--- Brief ---
From the San Clemente small cell ordinance article, write out the text from "The San Clemente City" up to and including "poles near neighborhoods.".

--- Provided passage ---
=== Begin Enclosure ===

The San Clemente City Council voted on Tuesday, February 4, to introduce an ordinance that will establish regulations and guidelines for proposed small cells within city limits. According to the San Clemente Times, the ordinance would restrict telecommunications companies from placing small cells within 500 feet of a school or a residence — which renders nearly all of the public rights-of-way as off-limits — as well as 300 feet from another cell site.
The ordinance had also come on the heels of a request by AT&T in 2019 to install a series of 4G-capable small cells on light poles near neighborhoods.
The city’s Planning Commission denied those applications, but AT&T filed an appeal. The telecom did decide to table further plans for small cells until the city finalized its ordinance.
The small cell activity stirred controversy among a group of residents who believe the towers will eventually be upgraded to 5G. They think next-generation wireless will expose families to harmful RF waves. Residents have also voiced concerns over obstructed views and lowered property values, according to the Times.

=== End Enclosure ===

--- Items from a dataset ---
=== Begin Enclosure ===

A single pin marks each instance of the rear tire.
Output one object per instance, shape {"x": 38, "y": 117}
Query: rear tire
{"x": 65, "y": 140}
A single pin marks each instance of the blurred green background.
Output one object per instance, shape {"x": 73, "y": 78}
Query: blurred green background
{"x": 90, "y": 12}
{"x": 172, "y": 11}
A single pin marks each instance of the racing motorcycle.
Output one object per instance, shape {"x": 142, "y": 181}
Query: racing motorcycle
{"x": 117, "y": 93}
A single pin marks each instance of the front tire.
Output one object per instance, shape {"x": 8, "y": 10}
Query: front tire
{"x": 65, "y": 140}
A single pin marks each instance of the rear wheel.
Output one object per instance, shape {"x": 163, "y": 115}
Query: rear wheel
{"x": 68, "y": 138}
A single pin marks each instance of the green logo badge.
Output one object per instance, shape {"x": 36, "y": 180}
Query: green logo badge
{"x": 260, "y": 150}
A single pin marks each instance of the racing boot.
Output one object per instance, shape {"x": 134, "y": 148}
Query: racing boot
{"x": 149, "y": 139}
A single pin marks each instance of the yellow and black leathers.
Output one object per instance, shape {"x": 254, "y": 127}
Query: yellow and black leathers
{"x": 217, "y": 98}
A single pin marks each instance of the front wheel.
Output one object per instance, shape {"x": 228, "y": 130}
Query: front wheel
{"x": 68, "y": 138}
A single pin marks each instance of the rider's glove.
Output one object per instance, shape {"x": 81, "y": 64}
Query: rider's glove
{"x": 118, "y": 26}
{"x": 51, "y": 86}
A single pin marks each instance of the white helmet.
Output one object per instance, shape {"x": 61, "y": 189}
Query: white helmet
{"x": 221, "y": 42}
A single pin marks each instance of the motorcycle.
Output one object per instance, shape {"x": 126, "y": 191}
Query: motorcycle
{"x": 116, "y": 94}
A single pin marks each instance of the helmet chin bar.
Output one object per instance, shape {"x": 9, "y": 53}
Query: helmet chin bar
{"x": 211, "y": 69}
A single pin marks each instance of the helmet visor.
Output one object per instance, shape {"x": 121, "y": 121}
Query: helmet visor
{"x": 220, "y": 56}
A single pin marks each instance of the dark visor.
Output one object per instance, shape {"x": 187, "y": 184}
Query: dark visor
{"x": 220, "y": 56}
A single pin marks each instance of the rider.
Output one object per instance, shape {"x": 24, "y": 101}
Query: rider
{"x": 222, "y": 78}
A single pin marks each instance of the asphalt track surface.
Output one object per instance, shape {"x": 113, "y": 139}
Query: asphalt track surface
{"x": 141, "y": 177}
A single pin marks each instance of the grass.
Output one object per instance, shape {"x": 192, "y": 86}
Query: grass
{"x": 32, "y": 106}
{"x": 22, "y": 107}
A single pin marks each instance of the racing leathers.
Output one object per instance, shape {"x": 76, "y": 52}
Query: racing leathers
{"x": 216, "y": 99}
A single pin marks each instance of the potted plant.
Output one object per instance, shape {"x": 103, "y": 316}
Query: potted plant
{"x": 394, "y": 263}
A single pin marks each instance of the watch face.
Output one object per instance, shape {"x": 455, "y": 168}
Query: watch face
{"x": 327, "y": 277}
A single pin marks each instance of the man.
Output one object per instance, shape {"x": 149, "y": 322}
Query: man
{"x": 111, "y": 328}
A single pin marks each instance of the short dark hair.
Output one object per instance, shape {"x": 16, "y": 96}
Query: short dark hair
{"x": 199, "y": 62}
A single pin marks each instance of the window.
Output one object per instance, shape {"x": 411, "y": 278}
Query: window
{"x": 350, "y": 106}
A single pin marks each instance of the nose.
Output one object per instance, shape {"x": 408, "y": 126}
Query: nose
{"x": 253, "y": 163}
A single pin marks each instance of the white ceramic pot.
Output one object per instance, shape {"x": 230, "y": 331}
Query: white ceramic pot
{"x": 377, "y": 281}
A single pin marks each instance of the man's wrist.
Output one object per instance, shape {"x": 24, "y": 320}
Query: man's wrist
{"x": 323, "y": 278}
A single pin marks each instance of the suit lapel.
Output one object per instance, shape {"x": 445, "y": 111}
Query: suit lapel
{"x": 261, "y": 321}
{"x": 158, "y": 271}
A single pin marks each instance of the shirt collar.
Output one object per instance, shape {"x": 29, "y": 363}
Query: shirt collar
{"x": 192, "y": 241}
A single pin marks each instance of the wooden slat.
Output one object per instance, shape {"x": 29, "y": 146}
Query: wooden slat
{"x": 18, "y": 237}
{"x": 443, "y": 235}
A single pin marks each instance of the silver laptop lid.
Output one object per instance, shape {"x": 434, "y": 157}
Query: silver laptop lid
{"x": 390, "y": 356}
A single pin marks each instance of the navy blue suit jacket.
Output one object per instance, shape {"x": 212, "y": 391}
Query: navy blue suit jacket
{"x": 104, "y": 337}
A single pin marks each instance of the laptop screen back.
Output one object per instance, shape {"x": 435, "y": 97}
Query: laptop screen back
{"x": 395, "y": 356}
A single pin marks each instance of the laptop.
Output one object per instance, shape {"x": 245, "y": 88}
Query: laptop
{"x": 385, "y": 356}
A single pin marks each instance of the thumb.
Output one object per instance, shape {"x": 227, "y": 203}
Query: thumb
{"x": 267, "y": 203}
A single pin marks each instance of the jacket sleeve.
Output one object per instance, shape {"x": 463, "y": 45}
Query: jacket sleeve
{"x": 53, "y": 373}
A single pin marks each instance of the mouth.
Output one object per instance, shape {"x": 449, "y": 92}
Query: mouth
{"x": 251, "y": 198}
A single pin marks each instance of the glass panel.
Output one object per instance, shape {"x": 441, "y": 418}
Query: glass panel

=== End Enclosure ===

--- Your solution ---
The San Clemente City Council voted on Tuesday, February 4, to introduce an ordinance that will establish regulations and guidelines for proposed small cells within city limits. According to the San Clemente Times, the ordinance would restrict telecommunications companies from placing small cells within 500 feet of a school or a residence — which renders nearly all of the public rights-of-way as off-limits — as well as 300 feet from another cell site.
The ordinance had also come on the heels of a request by AT&T in 2019 to install a series of 4G-capable small cells on light poles near neighborhoods.